Kit Wai Chan - Fotolia
With the proliferation of vendors, doing a machine learning platform comparison can be a dizzying process. But most of the features prized by users and experts come back to the platform's flexibility.
"We just want to be able to pick the right tool for the right job," said Chris Robison, lead data scientist at Overstock.com.
In a webinar hosted by Databricks, the San Francisco-based company offering managed Spark products, Robison described how his team uses Databricks' software to score site visitors on their propensity to purchase. This involves first taking raw web log data and attaching features to it. The data is organized by individual user sessions, which are then ordered sequentially. This builds a picture of the actions that lead up to a purchase. Once the data is structured, the team trains machine learning algorithms to classify actions associated with a purchase.
The process requires several steps, covering everything from data preparation to machine learning model building and producing algorithms. Robison said having a data platform that can do all those actions helps move projects from proof of concept to production.
Another part of the platform that helps the team deploy models is its flexibility in supporting different programming languages. Robison said different members of the team use a number of languages, including R, Python and Scala. The choice depends on what the data scientist is most comfortable with and which is best suited to the specific part of the model building lifecycle. He said the fact that Databricks supports multiple versions of all these languages and that notebooks can switch between versions and languages is a major plus.

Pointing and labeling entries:
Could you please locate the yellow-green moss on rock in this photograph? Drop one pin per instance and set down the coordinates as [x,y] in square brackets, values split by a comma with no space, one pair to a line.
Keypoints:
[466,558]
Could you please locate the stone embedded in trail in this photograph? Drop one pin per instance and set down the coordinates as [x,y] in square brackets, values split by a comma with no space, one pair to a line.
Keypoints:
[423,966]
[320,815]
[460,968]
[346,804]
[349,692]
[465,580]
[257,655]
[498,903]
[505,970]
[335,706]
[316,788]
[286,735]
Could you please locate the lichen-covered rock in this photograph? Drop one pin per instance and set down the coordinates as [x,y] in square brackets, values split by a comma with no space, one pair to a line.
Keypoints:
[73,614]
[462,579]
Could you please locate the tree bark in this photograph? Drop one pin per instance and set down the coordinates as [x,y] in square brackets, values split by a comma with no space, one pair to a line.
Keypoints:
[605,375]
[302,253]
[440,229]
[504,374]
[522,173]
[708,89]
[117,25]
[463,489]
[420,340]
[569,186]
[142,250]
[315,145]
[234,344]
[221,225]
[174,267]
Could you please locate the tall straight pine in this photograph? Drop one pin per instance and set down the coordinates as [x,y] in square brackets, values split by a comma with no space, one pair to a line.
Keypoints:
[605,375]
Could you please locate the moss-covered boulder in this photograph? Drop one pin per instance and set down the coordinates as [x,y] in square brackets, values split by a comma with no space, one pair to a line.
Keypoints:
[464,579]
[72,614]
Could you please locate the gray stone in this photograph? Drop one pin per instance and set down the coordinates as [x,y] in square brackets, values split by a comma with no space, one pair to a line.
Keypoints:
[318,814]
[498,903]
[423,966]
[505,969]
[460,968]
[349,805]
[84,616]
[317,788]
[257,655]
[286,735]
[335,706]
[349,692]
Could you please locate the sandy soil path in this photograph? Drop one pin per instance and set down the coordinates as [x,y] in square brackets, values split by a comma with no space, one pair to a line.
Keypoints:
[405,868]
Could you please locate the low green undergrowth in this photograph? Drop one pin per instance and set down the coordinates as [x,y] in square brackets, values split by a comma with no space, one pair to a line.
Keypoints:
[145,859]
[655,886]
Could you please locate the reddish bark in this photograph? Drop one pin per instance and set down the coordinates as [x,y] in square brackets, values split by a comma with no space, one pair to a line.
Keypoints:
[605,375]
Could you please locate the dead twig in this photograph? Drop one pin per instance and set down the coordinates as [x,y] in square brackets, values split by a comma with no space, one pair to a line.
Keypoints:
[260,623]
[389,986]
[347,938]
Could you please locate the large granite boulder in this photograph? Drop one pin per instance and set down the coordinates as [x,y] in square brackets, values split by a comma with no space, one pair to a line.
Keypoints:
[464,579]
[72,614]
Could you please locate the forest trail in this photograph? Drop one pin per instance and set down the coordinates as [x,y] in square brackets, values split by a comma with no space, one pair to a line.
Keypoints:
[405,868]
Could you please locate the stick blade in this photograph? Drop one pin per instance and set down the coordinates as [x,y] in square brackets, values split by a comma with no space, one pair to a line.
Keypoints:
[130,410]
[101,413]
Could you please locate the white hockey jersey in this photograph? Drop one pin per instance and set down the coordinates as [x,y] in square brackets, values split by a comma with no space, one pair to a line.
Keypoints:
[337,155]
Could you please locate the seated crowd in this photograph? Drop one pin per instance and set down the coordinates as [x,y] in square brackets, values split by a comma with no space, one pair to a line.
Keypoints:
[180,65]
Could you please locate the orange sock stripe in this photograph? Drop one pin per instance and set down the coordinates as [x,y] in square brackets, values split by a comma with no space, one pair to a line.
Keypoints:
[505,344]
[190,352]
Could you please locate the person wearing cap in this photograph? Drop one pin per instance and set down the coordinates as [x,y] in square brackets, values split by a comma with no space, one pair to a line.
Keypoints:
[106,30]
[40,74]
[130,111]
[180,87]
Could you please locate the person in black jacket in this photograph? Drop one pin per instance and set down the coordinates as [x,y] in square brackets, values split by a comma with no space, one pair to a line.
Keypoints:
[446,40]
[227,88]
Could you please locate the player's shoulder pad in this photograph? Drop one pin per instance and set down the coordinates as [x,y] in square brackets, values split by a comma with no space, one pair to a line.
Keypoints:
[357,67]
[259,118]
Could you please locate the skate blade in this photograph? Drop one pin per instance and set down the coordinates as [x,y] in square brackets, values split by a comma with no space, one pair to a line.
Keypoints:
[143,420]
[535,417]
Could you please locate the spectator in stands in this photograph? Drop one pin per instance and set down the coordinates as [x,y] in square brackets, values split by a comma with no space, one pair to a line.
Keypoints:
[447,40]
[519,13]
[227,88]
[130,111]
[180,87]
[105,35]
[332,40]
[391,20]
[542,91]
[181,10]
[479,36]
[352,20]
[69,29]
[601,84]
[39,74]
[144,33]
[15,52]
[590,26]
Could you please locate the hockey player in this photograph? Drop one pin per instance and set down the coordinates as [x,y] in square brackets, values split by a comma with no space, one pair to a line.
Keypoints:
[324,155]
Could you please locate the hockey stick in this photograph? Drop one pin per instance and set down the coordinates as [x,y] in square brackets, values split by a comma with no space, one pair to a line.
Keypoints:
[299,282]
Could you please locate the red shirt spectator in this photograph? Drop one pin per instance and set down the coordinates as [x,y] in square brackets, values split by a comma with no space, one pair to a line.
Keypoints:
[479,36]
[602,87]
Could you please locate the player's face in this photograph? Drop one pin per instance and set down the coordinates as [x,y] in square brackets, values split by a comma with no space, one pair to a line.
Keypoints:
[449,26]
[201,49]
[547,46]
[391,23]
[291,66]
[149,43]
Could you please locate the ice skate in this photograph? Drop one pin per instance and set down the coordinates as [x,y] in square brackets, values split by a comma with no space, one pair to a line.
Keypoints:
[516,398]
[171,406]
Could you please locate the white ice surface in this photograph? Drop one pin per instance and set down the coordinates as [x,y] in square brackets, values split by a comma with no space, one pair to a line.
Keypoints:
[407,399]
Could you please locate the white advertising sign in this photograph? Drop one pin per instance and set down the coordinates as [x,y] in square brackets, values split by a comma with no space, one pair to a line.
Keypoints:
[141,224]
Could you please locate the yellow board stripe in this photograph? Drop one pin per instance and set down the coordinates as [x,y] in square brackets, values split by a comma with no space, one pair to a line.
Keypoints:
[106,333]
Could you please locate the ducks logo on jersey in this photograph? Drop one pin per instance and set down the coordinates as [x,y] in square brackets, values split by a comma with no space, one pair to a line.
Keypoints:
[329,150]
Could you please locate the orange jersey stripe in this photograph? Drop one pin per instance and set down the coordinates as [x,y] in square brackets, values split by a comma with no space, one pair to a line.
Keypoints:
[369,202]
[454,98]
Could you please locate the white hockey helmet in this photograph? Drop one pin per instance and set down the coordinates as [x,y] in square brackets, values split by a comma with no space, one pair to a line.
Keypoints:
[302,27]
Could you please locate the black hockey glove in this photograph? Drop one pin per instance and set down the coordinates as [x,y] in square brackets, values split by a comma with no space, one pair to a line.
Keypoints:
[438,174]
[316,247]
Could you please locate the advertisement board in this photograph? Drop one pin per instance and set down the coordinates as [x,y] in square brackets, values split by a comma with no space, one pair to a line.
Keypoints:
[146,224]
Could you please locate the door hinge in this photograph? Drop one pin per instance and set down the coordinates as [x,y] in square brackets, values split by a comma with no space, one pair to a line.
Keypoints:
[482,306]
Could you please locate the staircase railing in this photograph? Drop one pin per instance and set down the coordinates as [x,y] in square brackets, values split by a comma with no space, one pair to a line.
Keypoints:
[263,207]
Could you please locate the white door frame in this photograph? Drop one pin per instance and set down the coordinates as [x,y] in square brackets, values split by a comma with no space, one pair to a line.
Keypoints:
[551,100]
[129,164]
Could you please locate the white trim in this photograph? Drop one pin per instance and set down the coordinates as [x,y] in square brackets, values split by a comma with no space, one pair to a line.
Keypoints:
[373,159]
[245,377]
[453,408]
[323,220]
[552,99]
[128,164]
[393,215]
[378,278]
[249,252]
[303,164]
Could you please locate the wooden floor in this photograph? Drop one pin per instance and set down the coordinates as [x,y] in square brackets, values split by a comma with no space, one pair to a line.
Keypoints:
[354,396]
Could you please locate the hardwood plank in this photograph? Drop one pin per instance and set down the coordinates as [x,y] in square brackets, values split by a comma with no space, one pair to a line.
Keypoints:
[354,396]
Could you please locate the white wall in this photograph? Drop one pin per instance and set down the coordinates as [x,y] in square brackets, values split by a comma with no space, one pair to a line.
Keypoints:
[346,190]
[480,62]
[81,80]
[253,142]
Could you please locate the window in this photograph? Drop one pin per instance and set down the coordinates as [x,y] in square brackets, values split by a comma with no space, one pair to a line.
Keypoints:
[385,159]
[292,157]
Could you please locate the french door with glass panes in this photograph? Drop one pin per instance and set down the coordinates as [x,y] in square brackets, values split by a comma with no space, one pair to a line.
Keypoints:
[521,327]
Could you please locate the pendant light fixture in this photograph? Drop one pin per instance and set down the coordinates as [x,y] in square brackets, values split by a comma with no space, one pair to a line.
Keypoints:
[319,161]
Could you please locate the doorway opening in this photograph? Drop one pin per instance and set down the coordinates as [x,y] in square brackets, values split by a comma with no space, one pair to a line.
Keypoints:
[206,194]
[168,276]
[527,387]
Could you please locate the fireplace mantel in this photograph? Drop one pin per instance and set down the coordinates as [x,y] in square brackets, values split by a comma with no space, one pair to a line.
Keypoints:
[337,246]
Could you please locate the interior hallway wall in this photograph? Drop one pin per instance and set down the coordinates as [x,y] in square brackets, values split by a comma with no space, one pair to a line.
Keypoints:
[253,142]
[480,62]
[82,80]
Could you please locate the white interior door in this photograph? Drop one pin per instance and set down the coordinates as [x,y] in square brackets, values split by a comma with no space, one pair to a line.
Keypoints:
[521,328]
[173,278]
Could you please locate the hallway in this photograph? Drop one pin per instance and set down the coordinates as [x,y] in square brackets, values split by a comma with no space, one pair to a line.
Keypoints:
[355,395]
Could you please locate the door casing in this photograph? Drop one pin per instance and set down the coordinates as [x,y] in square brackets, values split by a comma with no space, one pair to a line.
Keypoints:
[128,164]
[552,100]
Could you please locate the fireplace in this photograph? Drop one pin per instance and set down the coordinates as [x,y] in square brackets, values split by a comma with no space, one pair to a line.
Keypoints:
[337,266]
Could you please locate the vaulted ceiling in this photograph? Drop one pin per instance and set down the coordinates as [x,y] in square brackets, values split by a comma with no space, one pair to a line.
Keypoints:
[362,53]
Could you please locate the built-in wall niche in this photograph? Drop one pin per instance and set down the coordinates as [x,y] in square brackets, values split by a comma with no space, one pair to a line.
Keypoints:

## TASK LIST
A) Answer the following questions using the article on machine learning platforms:
(i) What position does Chris Robison hold at Overstock.com?
(ii) In which city is Databricks based?
(iii) Which three programming languages does Robison say members of his team use?
B) Count the lines of the records that contain the word "yellow", and state only that number.

## WRITTEN RESPONSES
A)
(i) Lead data scientist.
(ii) San Francisco.
(iii) R, Python and Scala.

B) 2